----- GIVEN DATA -----

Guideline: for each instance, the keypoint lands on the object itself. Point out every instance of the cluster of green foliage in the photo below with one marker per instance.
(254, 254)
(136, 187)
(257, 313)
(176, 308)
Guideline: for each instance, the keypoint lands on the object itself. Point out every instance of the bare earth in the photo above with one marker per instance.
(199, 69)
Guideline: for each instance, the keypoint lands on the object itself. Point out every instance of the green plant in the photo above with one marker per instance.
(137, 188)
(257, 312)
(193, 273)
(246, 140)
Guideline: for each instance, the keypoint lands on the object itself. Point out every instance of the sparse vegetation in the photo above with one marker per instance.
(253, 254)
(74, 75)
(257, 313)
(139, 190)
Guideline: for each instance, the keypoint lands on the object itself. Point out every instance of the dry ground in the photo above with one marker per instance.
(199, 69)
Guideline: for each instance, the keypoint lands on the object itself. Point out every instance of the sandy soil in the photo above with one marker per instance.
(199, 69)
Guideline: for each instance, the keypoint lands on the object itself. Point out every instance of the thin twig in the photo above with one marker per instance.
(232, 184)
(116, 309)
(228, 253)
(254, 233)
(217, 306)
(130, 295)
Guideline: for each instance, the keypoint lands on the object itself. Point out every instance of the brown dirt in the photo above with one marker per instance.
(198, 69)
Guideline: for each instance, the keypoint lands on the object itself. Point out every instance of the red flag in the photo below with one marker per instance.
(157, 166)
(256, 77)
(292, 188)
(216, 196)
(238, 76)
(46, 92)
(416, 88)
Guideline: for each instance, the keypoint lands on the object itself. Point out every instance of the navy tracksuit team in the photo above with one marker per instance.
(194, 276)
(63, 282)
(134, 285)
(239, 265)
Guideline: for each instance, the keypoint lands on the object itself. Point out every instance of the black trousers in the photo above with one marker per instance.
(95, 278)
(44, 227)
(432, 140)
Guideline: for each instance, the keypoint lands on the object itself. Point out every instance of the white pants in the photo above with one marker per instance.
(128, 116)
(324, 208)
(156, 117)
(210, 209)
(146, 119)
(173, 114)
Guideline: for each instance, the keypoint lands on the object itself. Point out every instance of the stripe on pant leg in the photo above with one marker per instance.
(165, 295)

-----

Print again each line of the listing above, exactly as it appears.

• [SOLUTION BELOW]:
Guideline: for each instance, the keypoint lands on the object itself. Point out every instance of the cluster of green foliage in the photo below with one marker per instance.
(254, 254)
(136, 187)
(257, 313)
(176, 308)
Guideline: for each instance, the keypoint lands on the object itself. Point out every instance of the bare earth in the photo above with one marker per instance.
(199, 69)
Guideline: for each instance, the keypoint lands on the object itself. Point out every instance of the green plant in the photo above with one marker per instance.
(137, 188)
(257, 312)
(193, 273)
(246, 140)
Guideline: for each instance, the keypoint lands on the object itself. Point out every instance of the sparse vegetation in the photo above with one marker per instance.
(253, 254)
(74, 75)
(257, 313)
(139, 190)
Guideline: for each instance, the keypoint lands on the object itself. Point out every instance of the dry ground in the photo above with one marker per instance.
(199, 69)
Guideline: for each instance, the keypoint lands on the object itself. Point out every instance of the sandy soil in the photo above with one marker per instance.
(199, 69)
Guideline: for each instance, the keypoint lands on the object itself. Point out every instance of the thin twig in the photo above with one marker per instance.
(232, 184)
(116, 309)
(228, 253)
(254, 233)
(217, 306)
(130, 295)
Guideline: for each instance, the keypoint lands on the object itself. Point out every instance of the brown dirt in the photo above with one marker per instance.
(198, 69)
Guideline: for each instance, the keypoint lands on the object itself. Point out every instance of the red flag in the photo below with one marker per instance.
(157, 166)
(256, 77)
(292, 188)
(216, 196)
(238, 76)
(46, 92)
(416, 88)
Guideline: for each instance, the keypoint lands on the object itself. Point out every instance of the navy tracksuit team in the photo above with one marker per instance.
(194, 276)
(63, 282)
(134, 285)
(239, 265)
Guideline: for each instance, the keypoint lands on the object itself. Point out every instance of the black trousers in the photo above with one marker per instance.
(95, 278)
(44, 227)
(432, 140)
Guideline: for each instance, the keypoint lands on the object itself. Point out every instance of the white pants in the photo above with one marker per instance.
(128, 116)
(324, 208)
(156, 117)
(210, 209)
(146, 119)
(173, 114)
Guideline: for each instance, the keypoint lands on the object itself. Point out every instance of the stripe on pant leg in the photo above with one marker per instance.
(165, 295)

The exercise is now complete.